* Task goal *
Retype the tail of the data exactly, starting at the line containing "of the pregnant" and stopping at the last line.

* Records *
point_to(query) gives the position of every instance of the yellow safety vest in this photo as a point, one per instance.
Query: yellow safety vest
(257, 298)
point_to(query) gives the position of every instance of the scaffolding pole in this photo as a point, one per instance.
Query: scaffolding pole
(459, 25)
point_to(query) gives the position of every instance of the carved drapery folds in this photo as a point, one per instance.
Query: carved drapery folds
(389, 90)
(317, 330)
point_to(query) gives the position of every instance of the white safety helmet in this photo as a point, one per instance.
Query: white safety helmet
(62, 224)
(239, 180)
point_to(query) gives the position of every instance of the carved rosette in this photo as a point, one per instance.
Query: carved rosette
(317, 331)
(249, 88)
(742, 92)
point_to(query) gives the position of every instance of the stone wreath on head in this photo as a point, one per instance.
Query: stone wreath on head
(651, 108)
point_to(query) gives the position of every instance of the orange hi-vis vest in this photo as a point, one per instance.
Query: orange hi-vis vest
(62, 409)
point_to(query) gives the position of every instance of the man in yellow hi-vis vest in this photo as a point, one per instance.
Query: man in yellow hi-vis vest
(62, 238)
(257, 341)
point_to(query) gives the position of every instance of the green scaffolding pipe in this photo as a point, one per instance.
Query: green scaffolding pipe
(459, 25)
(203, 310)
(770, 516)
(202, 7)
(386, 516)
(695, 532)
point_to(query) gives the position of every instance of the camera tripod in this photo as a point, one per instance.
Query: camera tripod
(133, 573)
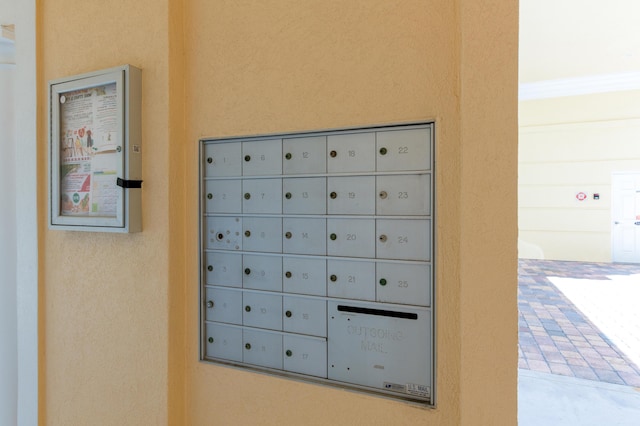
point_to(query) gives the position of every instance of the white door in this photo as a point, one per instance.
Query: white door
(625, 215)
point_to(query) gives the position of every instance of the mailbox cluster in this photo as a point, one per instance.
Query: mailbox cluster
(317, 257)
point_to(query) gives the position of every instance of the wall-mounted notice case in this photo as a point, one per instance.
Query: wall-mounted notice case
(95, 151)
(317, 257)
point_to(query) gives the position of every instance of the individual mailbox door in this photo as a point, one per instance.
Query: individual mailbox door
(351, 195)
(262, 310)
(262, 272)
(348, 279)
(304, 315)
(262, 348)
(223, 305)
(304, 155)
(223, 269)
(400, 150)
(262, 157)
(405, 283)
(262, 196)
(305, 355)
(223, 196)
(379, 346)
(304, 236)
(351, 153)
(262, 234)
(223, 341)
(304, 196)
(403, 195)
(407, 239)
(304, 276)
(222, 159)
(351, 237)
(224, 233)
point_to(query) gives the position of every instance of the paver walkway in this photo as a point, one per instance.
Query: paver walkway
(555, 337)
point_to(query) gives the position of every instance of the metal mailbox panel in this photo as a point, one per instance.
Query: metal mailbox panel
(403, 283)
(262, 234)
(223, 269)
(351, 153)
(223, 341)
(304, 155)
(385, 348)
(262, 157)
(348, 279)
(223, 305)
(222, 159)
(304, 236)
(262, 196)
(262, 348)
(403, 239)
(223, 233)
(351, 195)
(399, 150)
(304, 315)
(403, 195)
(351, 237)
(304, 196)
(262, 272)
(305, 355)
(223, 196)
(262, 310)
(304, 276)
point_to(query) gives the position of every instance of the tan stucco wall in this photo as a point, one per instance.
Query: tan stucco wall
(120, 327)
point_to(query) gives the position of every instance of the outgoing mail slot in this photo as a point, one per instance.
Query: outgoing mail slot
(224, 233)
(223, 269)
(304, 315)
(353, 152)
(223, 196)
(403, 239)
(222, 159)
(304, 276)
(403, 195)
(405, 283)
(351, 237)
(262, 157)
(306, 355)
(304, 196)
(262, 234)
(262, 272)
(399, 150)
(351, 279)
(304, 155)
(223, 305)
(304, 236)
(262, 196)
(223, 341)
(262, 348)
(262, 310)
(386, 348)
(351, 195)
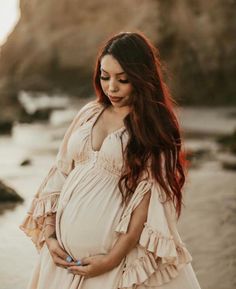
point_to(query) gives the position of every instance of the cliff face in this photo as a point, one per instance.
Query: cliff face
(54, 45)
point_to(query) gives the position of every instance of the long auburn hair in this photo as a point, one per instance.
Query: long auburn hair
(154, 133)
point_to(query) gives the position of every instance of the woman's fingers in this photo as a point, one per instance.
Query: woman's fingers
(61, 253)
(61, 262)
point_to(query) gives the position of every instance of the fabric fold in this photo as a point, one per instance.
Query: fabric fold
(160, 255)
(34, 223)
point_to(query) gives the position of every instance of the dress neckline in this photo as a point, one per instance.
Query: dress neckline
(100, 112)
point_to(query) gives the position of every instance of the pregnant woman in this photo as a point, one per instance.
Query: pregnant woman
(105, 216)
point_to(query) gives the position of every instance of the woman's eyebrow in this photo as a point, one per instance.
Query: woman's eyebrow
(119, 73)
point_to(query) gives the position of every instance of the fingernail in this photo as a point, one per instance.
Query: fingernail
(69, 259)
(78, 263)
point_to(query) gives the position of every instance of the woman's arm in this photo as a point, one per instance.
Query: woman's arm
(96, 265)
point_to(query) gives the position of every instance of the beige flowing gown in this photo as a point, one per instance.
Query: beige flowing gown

* The reply *
point_to(query) gives the position of every instance of the pregnant woman in this photo as a point, one per instance.
Query: pregnant woman
(105, 216)
point_to(query) gives the position of every instance of the woman's eyebrow in this photo as a point, one per instance.
Query: woman's eyebrow
(119, 73)
point_to(query) gives the position of every instance of the fingernail in this photo as a point, one per instance.
Query: fingernail
(69, 259)
(78, 263)
point_to(query) gives the position of every instance of the woman's arm in this photo as a point, one per instance.
Query: woman's arm
(96, 265)
point_to(query) gives the position of every instance of the beige flowing gown in this photo as a point, one per instance.
Query: beige flowing gown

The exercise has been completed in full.